• **設問内容**
以下の記録から、「train」という語を含む行をすべて列挙してください。

• **提供資料**
========

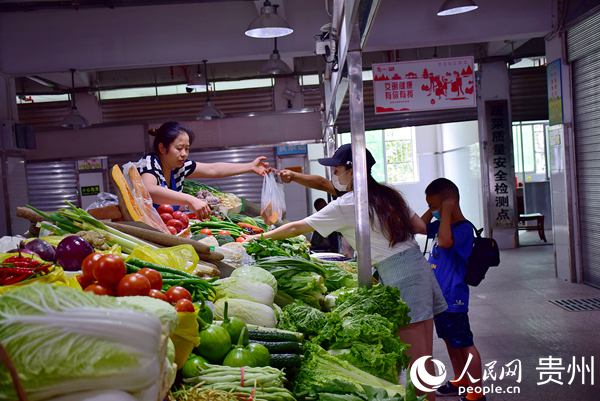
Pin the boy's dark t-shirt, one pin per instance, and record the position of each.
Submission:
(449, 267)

========

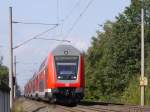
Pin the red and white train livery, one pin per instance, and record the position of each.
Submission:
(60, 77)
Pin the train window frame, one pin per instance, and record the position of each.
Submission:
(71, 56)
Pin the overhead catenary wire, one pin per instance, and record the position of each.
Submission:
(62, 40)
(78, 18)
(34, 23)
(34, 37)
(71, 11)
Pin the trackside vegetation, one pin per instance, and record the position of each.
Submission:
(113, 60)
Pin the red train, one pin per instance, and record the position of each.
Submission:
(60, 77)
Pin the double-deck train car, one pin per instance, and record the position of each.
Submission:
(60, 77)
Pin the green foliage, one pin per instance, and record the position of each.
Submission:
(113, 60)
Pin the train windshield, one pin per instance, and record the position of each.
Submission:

========

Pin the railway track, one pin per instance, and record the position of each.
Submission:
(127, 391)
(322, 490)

========

• **本問の解答**
Pin the red and white train livery, one pin per instance, and record the position of each.
Pin the train window frame, one pin per instance, and record the position of each.
Pin the red train, one pin per instance, and record the position of each.
Pin the double-deck train car, one pin per instance, and record the position of each.
Pin the train windshield, one pin per instance, and record the position of each.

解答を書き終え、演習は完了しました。